● **Task objective**
Beginning with the line where "blue jacket, pixel" appears, repeat every remaining line of the entries exactly, the last line included.
** Begin Data extract **
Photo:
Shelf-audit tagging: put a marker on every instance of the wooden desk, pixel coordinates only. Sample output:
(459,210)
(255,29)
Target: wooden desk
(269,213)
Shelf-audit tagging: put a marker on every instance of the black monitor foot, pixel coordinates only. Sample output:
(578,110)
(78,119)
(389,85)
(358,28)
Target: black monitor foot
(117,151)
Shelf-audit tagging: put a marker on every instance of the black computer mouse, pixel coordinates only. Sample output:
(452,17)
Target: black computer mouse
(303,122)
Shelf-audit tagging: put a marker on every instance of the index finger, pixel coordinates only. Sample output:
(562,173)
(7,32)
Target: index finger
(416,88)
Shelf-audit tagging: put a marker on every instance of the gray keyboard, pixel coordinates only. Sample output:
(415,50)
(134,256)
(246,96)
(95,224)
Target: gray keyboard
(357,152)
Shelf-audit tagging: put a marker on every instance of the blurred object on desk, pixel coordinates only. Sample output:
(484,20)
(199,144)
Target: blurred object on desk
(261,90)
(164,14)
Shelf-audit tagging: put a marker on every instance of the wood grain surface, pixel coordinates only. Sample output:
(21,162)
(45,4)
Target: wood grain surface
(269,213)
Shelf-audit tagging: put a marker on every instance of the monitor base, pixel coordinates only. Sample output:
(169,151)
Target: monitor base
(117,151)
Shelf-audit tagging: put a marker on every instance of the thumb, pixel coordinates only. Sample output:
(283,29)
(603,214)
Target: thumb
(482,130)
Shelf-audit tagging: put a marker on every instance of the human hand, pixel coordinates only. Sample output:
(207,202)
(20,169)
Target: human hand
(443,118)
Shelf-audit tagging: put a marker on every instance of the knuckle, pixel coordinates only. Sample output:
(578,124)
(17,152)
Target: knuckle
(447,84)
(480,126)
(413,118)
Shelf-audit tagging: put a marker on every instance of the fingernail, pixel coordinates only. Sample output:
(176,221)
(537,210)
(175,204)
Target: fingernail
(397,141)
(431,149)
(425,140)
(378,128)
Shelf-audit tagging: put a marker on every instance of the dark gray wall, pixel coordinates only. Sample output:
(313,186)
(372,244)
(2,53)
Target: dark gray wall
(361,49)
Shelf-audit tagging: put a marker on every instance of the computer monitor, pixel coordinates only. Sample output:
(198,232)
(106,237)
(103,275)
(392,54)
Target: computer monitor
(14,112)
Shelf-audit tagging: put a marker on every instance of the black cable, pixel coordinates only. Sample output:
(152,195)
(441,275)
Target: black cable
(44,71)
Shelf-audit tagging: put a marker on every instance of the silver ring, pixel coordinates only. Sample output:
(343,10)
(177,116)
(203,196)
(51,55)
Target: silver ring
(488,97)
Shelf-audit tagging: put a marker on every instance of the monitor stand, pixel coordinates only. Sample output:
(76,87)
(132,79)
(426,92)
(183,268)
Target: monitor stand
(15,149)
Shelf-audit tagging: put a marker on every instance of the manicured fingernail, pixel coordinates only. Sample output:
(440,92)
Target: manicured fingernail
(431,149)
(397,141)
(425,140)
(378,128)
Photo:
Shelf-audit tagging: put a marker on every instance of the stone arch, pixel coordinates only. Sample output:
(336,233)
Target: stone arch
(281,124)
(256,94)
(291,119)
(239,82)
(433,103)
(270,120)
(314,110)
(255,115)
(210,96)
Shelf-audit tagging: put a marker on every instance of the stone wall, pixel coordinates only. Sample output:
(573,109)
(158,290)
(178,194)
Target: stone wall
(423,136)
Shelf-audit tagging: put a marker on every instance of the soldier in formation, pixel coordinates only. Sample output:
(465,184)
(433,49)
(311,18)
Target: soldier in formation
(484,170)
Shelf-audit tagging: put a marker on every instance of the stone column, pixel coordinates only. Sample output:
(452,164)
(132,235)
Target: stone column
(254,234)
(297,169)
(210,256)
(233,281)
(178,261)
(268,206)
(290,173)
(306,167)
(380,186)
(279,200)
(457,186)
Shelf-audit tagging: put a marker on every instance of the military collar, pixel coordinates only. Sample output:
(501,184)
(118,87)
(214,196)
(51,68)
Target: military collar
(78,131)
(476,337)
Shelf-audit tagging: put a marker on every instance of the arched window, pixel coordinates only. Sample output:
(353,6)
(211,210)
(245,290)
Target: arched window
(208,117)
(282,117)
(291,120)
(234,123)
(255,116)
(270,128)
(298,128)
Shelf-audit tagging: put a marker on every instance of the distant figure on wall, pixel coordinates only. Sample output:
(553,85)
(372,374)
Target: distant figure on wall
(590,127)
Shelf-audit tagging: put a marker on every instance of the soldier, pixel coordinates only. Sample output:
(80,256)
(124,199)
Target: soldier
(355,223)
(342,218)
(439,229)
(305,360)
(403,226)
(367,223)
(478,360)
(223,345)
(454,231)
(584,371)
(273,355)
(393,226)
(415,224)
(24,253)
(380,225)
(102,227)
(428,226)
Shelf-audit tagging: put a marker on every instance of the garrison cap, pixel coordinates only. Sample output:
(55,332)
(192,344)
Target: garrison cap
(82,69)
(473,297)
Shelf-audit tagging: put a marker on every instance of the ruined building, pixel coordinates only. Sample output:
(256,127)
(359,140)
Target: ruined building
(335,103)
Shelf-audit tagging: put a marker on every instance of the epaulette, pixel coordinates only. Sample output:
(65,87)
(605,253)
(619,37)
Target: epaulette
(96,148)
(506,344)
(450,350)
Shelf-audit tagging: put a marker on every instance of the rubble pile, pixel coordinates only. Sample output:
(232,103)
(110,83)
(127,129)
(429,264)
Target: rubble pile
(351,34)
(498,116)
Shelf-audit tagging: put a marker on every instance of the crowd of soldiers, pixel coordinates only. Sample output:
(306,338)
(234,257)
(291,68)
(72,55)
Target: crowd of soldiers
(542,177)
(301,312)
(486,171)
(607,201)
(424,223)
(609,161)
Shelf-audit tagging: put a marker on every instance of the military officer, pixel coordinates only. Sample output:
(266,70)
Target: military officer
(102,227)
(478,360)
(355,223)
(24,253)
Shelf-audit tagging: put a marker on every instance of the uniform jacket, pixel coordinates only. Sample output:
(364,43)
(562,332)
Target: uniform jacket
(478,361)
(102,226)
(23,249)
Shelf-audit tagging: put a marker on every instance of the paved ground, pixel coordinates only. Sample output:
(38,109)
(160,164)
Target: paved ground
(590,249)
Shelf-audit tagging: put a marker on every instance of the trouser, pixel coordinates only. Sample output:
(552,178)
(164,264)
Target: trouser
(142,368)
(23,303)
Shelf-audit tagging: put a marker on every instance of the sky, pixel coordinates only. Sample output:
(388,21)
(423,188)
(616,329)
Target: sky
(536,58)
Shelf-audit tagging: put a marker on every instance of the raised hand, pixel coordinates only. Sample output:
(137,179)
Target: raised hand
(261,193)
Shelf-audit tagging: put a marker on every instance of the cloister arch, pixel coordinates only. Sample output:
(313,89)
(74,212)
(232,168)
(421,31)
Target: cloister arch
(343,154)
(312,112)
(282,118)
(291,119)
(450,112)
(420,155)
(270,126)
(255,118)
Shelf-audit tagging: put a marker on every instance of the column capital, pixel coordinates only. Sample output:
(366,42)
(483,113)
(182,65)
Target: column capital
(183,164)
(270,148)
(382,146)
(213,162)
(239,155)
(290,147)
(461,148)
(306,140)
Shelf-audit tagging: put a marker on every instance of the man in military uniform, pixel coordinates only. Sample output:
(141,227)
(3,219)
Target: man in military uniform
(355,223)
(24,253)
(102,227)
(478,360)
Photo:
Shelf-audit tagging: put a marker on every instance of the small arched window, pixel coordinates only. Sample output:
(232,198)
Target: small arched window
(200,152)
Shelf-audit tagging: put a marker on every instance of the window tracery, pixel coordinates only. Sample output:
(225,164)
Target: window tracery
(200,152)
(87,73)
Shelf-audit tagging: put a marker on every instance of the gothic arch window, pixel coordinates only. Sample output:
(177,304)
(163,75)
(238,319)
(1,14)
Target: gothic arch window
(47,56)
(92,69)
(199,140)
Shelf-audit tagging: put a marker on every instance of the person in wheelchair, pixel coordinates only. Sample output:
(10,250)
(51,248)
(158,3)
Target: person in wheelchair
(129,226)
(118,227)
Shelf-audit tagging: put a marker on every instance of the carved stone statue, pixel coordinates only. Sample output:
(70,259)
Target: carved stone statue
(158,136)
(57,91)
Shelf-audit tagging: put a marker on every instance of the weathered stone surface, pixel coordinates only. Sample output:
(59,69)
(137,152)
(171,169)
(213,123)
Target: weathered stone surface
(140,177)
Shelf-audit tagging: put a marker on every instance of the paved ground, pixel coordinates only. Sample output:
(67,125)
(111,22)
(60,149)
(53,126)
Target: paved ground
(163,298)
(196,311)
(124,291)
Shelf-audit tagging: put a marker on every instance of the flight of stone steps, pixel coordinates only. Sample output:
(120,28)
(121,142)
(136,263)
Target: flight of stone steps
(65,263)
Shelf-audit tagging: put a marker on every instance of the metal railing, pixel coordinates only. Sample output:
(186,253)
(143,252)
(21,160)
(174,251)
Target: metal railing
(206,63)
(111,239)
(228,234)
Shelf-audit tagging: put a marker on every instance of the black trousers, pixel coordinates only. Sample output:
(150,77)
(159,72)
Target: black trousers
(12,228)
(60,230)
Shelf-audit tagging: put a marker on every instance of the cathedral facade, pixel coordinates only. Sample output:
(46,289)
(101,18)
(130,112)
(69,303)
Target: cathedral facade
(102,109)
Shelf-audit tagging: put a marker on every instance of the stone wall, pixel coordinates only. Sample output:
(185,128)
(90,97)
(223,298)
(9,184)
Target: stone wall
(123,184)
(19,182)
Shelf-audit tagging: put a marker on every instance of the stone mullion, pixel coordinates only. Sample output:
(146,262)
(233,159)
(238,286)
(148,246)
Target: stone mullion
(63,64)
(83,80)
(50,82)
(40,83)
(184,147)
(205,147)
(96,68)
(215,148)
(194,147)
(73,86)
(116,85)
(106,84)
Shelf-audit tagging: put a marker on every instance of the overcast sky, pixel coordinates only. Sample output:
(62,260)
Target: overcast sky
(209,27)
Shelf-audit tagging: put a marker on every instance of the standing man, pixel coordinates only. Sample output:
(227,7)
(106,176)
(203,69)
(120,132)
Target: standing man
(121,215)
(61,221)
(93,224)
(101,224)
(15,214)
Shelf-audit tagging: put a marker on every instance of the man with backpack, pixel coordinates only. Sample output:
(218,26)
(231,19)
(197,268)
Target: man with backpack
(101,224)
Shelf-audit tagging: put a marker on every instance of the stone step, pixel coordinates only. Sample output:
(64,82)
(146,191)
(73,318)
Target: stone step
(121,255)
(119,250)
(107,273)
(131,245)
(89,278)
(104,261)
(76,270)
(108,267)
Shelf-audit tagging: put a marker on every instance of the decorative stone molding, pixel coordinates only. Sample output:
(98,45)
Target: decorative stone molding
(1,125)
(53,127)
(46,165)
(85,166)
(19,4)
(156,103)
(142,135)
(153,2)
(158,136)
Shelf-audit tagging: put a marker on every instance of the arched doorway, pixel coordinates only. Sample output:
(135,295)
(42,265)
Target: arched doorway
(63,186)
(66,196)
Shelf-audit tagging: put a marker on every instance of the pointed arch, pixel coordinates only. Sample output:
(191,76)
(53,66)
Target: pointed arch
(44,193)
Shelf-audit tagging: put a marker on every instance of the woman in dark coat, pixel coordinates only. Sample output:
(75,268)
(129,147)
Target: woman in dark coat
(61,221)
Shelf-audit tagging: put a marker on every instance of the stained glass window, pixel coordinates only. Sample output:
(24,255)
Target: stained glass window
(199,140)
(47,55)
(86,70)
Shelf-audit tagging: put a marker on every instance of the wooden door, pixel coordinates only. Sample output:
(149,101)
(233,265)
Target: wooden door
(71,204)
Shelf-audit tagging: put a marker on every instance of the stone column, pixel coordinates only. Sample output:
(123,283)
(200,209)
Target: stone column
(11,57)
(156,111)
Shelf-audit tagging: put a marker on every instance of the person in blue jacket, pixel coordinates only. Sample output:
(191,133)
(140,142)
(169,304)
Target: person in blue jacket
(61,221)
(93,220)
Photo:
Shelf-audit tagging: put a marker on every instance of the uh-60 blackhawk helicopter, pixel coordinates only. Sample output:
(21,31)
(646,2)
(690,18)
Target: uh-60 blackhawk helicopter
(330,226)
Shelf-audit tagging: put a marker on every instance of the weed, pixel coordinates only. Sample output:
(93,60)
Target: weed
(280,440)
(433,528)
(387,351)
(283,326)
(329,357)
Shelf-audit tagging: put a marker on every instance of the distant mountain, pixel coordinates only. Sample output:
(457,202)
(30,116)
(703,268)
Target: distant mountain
** End Data extract **
● **Expected output**
Shelf-audit tagging: put a marker on every instance of the person in blue jacket, pixel coordinates only. Sample output:
(191,133)
(140,142)
(169,304)
Target: person in blue jacket
(61,221)
(93,220)
Photo:
Shelf-audit tagging: put a marker on every instance of the uh-60 blackhawk helicopter, pixel coordinates only. Sample output:
(21,31)
(646,2)
(690,18)
Target: uh-60 blackhawk helicopter
(330,226)
Shelf-audit tagging: put a marker on every instance of the weed, pixel coordinates only. Sample output:
(93,60)
Target: weed
(280,440)
(433,528)
(387,351)
(283,326)
(329,357)
Shelf-audit tagging: put a marker on every instance of the distant mountain, pixel coordinates only. Sample output:
(457,202)
(30,116)
(703,268)
Target: distant mountain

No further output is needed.